*Task requirements:* Copy every one of the following rows word for word, without changing anything.

──────

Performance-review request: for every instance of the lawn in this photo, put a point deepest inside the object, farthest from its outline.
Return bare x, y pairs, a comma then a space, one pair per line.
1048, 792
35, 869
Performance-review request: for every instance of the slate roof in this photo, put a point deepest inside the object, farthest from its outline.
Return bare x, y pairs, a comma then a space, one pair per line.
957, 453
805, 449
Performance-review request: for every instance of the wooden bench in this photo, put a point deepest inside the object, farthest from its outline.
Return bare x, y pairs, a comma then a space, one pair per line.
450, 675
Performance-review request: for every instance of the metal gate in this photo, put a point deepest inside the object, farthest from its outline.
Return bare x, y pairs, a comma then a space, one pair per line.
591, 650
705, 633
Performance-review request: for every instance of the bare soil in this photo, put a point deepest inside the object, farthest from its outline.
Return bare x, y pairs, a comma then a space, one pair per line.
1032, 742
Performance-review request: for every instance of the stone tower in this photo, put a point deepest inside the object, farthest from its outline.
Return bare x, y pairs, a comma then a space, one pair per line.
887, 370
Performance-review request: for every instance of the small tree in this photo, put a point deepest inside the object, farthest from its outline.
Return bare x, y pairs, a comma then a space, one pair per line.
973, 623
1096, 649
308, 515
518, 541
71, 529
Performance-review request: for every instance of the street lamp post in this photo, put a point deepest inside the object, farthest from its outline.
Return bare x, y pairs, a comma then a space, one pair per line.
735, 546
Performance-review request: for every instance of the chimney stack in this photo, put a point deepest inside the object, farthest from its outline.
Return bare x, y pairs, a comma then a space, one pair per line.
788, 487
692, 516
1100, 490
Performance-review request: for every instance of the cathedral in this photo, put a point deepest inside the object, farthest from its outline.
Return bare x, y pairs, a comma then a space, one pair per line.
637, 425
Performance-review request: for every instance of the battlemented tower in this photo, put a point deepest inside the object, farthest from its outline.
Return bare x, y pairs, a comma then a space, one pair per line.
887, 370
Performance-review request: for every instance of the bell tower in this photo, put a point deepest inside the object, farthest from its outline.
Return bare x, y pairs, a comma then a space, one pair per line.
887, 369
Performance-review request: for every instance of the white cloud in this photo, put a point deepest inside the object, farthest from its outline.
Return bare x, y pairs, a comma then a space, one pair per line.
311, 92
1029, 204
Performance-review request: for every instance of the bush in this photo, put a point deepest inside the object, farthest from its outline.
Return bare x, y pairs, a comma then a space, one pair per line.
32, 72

──────

*Answer for the task:*
Performance-review request: for every instance of the lawn in this photo, put a point deepest inside the object, farthest from its outline.
Return bare x, y pairs, a comma then a space, one pair per line.
1048, 792
35, 869
Performance-review request: for every instance of the slate roof in this photo, put a point deepest inside the object, farthest from its outline.
Return bare x, y pairs, a comma then a space, one pair per line.
957, 453
805, 449
Performance-review request: for every instance of the wooden bench in this photo, put a point deepest inside the object, farthest from its outline.
Return bare x, y pairs, a comma then a space, one pair per line.
450, 675
Performance-review request: for every instance of the metal gate in this photo, put a point deepest inside the object, farthest from its outline.
Return bare x, y pairs, a comma then a space, one pair per line.
591, 650
705, 633
Performance-review request: for every instance of the bare soil in this photo, put a point deepest inside the object, farthest from its outline.
Return bare x, y pairs, a comma then a space, one pair per line.
1032, 742
Performance-review request: for every instance of the stone tower in this photo, put a point deepest inside the object, farthest from its outline.
Return bare x, y pairs, a comma then a space, one pair per line.
887, 370
Performance-review request: for every instance of the small tree in this photo, put a point deepest inside the object, farthest from its outline.
Return bare x, y pairs, a comma then a space, one pair per line.
973, 623
1096, 649
308, 515
518, 541
71, 529
Performance-review request: for every instance of the street lamp post in this photo, put a point deepest inside the object, farthest from its outline.
Return bare x, y pairs, a comma then a space, one pair per line.
735, 546
Performance-review request: for every instance of the chimney stack in this photo, put a point deepest inside the object, farthest from its outline.
Return bare x, y pairs, a comma then a space, one pair per line.
788, 487
692, 516
1100, 490
Performance-review request: for every instance of the cathedral in this photo, put a point deepest inside the object, farthest from its outline.
Return bare x, y pairs, a comma then a space, one pair per line.
637, 425
Performance-review request: for every instance of the battlemented tower in this photo, put a point deepest inside the object, farthest from its outline.
Return bare x, y pairs, a comma then a space, one pair per line.
887, 370
Performance-review request: for every instance of the bell tower in this photo, put a point deepest inside the object, farthest from its outline.
Return bare x, y pairs, a comma then a space, one pair per line.
887, 369
Performance-review request: for every instance of the white cloud in this photo, put a point deepest inside the object, farthest from its outline.
Return bare x, y pairs, a comma then a space, one pair per line.
311, 92
1029, 204
Performance-review request: for every instance of the bush in this photo, put a point deepest inside the object, farthest from its outline.
Return bare x, y pairs, a comma then a space, one pair per line.
32, 72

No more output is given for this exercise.